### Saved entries
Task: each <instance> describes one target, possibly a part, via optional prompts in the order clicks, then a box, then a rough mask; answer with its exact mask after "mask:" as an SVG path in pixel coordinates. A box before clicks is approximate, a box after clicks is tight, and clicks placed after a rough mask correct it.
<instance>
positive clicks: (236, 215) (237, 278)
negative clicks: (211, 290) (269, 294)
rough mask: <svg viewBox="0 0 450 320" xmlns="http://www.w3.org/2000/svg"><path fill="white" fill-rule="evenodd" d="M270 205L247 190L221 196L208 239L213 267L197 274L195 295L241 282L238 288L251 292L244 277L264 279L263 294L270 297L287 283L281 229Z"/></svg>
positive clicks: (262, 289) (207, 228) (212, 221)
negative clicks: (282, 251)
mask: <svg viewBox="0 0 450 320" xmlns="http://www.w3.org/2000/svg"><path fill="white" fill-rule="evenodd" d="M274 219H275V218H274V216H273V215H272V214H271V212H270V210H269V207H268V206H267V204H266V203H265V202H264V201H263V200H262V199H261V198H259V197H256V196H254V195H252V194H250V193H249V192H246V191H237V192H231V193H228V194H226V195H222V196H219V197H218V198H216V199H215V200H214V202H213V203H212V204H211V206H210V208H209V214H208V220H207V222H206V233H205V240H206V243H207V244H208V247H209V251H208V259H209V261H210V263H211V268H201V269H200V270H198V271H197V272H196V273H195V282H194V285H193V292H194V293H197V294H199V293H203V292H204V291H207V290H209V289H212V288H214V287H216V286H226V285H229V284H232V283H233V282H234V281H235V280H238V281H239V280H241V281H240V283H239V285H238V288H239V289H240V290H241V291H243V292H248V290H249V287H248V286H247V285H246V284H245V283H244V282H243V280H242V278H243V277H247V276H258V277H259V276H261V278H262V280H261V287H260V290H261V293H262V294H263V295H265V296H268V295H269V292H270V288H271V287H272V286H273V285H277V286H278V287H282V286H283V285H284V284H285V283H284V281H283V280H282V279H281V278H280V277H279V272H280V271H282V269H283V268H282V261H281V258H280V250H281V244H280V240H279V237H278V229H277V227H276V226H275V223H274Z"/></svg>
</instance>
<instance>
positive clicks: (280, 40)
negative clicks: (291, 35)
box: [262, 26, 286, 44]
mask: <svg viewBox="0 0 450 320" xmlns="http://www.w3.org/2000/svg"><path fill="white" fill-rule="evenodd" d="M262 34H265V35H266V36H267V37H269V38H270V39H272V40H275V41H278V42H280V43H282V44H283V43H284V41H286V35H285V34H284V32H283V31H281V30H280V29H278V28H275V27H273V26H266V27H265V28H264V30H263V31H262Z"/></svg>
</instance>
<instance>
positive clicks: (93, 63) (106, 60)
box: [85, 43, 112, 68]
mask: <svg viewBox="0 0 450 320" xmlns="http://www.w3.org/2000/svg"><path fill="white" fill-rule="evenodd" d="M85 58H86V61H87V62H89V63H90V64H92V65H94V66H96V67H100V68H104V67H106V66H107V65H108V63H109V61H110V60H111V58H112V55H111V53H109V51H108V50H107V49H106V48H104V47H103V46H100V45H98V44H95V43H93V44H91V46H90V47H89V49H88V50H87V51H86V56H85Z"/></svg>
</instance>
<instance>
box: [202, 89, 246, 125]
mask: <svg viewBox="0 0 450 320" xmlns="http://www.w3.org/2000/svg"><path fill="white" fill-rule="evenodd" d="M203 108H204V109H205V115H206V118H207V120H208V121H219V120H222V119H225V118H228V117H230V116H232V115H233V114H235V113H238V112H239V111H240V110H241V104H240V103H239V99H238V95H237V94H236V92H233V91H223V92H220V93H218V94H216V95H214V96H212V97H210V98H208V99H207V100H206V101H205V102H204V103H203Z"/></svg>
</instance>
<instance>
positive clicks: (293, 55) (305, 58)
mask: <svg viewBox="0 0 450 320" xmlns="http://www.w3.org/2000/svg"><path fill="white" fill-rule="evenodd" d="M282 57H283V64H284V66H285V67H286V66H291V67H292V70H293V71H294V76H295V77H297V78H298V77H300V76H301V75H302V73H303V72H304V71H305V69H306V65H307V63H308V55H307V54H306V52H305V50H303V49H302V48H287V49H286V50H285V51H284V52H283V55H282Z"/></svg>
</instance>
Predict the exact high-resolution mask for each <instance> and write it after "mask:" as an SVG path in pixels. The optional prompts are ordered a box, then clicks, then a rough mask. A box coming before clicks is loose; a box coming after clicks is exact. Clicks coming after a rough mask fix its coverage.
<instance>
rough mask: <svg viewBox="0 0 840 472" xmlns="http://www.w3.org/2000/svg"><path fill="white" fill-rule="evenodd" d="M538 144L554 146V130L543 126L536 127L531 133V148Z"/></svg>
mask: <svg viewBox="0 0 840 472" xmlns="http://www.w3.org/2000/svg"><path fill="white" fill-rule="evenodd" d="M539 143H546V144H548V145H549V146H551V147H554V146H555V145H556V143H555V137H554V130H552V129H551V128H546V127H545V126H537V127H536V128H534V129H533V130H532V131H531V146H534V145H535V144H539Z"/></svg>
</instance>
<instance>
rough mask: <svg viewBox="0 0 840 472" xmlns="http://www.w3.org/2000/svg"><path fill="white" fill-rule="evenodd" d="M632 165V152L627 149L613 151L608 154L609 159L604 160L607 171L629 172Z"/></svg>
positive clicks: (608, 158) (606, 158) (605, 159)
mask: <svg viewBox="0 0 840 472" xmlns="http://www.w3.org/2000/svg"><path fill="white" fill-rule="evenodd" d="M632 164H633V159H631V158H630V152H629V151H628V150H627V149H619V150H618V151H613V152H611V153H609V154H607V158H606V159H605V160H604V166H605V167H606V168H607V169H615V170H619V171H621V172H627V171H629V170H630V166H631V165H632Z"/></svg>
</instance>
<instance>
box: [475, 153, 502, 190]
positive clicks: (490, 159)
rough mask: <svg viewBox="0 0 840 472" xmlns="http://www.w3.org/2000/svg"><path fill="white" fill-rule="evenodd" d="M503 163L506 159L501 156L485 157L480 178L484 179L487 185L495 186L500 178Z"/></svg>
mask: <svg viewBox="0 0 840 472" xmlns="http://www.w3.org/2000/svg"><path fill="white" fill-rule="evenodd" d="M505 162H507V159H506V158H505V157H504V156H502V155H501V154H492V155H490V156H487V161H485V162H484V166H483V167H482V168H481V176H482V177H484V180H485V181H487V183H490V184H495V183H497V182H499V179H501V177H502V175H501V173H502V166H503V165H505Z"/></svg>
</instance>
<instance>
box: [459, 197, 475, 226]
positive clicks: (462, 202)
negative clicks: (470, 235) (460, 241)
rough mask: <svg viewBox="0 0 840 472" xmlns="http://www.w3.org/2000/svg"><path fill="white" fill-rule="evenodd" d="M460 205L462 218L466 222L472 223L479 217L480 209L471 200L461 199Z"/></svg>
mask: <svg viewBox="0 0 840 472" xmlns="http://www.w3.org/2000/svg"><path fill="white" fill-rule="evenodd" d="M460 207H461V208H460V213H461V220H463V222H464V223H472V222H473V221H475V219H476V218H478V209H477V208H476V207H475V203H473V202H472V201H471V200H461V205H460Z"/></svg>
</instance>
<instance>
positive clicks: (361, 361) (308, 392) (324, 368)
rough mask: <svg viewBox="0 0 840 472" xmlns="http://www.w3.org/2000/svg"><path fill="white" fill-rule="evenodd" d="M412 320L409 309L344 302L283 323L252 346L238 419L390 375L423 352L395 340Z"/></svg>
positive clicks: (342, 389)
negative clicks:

### Task
Retype exactly the lines of the data above that fall between the line with "positive clicks: (608, 158)" and the line with "box: [475, 153, 502, 190]", inclusive, and add nothing.

### Solution for this task
positive clicks: (608, 158) (606, 158) (605, 159)
mask: <svg viewBox="0 0 840 472" xmlns="http://www.w3.org/2000/svg"><path fill="white" fill-rule="evenodd" d="M632 164H633V159H631V158H630V152H629V151H628V150H627V149H619V150H618V151H613V152H611V153H609V154H607V158H606V159H605V160H604V166H605V167H606V168H607V169H615V170H619V171H621V172H627V171H629V170H630V166H631V165H632Z"/></svg>
</instance>
<instance>
box: [475, 153, 502, 190]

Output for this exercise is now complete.